**Cosa farai:**
1. Trascrivi fedelmente il passo del testo sul co-working al MEF, a partire dalle parole "Non riteniamo, infatti, che" e fermandoti dopo le parole "una fase sperimentale.".
2. Spiega in una-tre frasi perché, secondo il testo sul co-working al MEF, l'Amministrazione ritiene di dover ripartire con un'ulteriore fase sperimentale.

**Estratto della fonte:**
---+---
Il MEF sperimenta e intanto il tempo se ne va!
Si è tenuto nella giornata di ieri il Confronto con l’Amministrazione avente all’ordine del giorno la Policy attuativa del co-working, seguito da “varie ed eventuali”.
Per quanto attiene il co-working finita la prima fase sperimentale se ne inizia un’altra.
Si è conclusa, infatti, l’attuale fase “sperimentale”, e, in considerazione dell’implementazione delle postazioni adibite nelle varie sedi e la riduzione dei giorni usufruibili da 7 a 5 mensili, l’Amministrazione ritiene di dover ripartire, appunto, con un’ulteriore fase sperimentale.
Chiaramente (….chiaramente?) l’Amministrazione non ha portato in visione al tavolo alcun dato riguardante la nuova fase sperimentale, come ad esempio la dislocazione delle 350 postazioni previste, per cui ancora una volta andiamo “sulla fiducia”.
Non riteniamo, infatti, che sia la variazione del numero dei colleghi interessati o il numero delle giornate previste a stravolgere l’impianto del co-working e a rendere necessaria la proroga di una fase sperimentale.
L’unica cosa che riteniamo vada realmente sperimentata e valutata, ma non da oggi, è la capacità/volontà della nostra classe dirigente nel gestire tutti gli istituti messi a disposizione dalle norme e dai Contratti Collettivi Nazionali.
Nel merito della Policy abbiamo fatto notare come non sia attuabile la prevista revoca dell’Accordo senza alcun preavviso e che la “pesatura” dei titoli di preferenza, valutati per accedere all’istituto, siano mal distribuiti (ad esempio solo 1 punto per chi abbia “una residenza in una Regione diversa dalla sede ordinaria di servizio”, quando forse proprio chi si trova in questa situazione necessiti maggiormente di accedere al co-working).
---+---
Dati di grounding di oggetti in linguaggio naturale
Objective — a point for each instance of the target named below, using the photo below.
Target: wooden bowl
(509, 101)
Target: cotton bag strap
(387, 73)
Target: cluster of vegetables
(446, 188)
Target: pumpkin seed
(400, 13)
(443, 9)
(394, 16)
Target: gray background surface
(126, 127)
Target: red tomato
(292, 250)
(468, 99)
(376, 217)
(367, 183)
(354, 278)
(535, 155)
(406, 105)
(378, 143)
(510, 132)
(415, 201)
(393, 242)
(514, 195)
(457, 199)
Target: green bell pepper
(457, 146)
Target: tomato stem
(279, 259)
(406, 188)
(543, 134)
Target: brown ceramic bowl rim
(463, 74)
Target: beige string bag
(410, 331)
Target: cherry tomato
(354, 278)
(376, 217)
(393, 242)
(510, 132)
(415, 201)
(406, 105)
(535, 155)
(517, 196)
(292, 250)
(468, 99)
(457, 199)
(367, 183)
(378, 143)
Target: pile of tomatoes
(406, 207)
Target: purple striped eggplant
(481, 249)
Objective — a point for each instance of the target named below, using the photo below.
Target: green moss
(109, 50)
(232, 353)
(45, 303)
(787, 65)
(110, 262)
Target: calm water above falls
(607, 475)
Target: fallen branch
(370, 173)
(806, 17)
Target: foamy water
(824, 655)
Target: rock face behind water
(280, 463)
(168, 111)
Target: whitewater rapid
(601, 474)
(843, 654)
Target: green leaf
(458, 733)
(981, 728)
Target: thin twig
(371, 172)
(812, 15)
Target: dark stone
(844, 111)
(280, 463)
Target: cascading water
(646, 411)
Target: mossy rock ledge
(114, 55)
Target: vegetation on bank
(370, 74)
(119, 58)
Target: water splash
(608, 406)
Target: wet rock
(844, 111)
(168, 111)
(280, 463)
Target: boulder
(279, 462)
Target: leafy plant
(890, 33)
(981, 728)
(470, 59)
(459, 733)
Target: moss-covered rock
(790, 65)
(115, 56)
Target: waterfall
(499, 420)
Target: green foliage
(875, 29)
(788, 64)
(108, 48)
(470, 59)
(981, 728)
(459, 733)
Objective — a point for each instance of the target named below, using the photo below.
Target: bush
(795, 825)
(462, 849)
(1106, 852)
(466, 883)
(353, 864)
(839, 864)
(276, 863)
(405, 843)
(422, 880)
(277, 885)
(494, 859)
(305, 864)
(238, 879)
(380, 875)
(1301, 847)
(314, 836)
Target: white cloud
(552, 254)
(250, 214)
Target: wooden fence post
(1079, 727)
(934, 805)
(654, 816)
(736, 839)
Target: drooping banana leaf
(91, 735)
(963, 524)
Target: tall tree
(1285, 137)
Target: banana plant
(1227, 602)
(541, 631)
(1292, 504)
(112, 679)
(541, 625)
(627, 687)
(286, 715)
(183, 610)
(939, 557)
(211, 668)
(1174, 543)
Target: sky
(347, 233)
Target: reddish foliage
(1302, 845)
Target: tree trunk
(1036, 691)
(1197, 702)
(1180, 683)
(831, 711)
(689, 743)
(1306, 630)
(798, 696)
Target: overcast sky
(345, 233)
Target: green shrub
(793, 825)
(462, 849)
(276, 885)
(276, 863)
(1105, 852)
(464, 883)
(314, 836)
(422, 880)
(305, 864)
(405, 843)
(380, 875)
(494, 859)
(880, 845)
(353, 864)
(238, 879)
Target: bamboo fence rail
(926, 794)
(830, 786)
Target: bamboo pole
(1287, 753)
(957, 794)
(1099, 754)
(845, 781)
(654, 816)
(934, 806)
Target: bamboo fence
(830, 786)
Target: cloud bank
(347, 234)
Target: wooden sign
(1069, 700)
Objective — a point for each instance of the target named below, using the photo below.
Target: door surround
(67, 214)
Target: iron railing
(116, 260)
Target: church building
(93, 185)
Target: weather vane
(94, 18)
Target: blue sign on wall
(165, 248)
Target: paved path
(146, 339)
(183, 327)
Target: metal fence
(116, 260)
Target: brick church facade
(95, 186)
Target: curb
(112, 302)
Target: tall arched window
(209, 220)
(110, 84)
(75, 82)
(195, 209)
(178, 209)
---+---
**Esercizio svolto:**
1.
Non riteniamo, infatti, che sia la variazione del numero dei colleghi interessati o il numero delle giornate previste a stravolgere l’impianto del co-working e a rendere necessaria la proroga di una fase sperimentale.

2. L'Amministrazione ritiene di dover avviare un'ulteriore fase sperimentale in considerazione dell'implementazione delle postazioni adibite nelle varie sedi. Pesa anche la riduzione dei giorni usufruibili da 7 a 5 al mese.